> [Dataset records]:
--------------------

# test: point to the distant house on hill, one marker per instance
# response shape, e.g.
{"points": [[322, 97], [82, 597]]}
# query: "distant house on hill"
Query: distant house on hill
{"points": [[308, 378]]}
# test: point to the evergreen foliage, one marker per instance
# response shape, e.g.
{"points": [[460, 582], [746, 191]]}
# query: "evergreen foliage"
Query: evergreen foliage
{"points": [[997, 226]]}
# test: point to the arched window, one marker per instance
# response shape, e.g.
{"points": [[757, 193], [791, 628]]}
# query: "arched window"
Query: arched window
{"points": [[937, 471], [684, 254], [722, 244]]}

--------------------

A verbatim copy of all the entries above is requested.

> [SOLUTION FOR THIS PROBLEM]:
# test: point to the distant house on hill, one marker per instance
# response shape, e.g.
{"points": [[322, 97], [82, 597]]}
# query: "distant house on hill"
Query: distant house on hill
{"points": [[308, 378]]}
# test: point to the evergreen foliage, one marker per instance
# response shape, e.g.
{"points": [[460, 582], [746, 191]]}
# query: "evergreen foliage"
Query: evergreen foliage
{"points": [[997, 226]]}
# test: point to the arched window, one marker per instance
# response shape, e.g.
{"points": [[757, 193], [791, 628]]}
# query: "arched window"
Query: arched window
{"points": [[937, 471], [684, 254], [722, 244]]}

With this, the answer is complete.